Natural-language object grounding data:
════════

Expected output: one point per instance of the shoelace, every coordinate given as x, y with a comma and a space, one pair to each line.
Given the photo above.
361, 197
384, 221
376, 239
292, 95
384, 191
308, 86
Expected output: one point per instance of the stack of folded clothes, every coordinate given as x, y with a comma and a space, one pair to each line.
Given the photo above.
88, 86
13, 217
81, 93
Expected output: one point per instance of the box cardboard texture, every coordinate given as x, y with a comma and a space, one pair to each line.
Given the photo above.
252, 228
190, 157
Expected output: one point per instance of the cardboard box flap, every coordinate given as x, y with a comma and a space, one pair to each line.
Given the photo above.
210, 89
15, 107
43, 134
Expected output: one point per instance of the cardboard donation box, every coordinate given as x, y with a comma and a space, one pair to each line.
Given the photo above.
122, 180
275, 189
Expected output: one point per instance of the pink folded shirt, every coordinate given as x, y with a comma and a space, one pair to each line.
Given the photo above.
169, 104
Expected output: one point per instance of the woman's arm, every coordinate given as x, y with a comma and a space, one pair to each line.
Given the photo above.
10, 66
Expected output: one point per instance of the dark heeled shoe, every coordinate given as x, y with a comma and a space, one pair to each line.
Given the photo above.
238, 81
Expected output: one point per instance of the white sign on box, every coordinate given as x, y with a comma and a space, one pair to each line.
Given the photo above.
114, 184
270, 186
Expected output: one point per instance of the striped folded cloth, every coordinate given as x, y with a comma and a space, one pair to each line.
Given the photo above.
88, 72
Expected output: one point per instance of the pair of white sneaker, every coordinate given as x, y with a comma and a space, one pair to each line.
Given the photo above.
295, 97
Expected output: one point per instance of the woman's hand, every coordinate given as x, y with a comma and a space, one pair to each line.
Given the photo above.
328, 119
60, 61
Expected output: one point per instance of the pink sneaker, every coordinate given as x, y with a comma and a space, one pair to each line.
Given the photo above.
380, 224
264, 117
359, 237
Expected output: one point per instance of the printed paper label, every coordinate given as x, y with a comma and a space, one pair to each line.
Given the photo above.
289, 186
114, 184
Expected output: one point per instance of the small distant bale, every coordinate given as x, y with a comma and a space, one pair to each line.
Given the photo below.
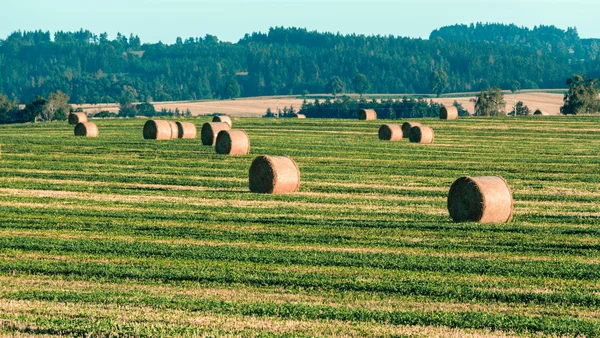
274, 175
223, 118
232, 142
210, 130
540, 113
186, 130
421, 134
75, 118
484, 199
390, 132
158, 130
367, 114
449, 113
406, 126
86, 129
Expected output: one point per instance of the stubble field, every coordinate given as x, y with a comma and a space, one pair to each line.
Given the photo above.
256, 107
124, 236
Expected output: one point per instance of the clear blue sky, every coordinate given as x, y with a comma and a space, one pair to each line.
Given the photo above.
165, 20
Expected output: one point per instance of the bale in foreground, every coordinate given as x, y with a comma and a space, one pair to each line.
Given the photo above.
223, 118
390, 132
367, 114
210, 130
406, 126
174, 129
274, 175
541, 113
186, 130
421, 134
485, 199
158, 130
232, 142
75, 118
449, 113
86, 129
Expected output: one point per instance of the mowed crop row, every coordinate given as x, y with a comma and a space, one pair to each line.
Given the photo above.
121, 235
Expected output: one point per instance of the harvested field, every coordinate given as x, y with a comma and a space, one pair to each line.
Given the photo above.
249, 107
126, 237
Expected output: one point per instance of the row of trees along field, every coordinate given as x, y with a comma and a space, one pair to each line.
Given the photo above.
581, 98
92, 68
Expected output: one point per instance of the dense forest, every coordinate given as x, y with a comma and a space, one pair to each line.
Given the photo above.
92, 68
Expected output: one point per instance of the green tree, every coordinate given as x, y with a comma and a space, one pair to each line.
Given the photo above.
490, 103
56, 108
7, 109
232, 89
361, 84
582, 97
439, 82
335, 86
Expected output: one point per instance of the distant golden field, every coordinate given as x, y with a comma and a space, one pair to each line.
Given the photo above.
251, 107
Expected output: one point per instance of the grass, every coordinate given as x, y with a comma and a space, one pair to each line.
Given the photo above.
124, 236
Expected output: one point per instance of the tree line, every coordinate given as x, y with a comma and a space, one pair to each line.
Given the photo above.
92, 68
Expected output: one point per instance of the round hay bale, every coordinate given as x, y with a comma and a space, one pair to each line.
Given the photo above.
274, 175
86, 129
406, 126
186, 130
75, 118
449, 113
232, 142
390, 132
158, 130
174, 129
485, 199
367, 114
421, 134
210, 130
223, 118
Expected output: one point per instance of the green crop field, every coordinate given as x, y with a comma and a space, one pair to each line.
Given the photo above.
124, 236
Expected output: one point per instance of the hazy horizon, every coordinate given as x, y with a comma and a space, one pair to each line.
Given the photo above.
230, 20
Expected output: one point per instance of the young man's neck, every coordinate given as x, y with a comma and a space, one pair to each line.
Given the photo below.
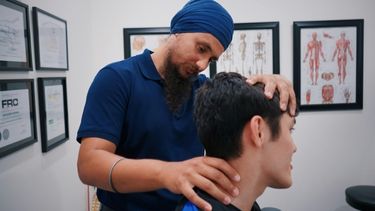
251, 185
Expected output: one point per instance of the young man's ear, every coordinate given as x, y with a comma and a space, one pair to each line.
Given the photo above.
255, 130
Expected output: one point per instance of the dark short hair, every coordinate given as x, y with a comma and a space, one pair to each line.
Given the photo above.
222, 107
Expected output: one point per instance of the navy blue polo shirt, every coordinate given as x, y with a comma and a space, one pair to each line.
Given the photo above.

════════

> **Work request**
Filter the data for the string "blue". Copy each matching line.

> **Response area**
Expected output: one point per instance of the clear blue sky, every coordinate given as x, y with a comma and a space, one pair to each line.
Expected output: one point per instance of the navy blue polo shirt, every coordinate given as x, y with a comma and a space, one pair to each line.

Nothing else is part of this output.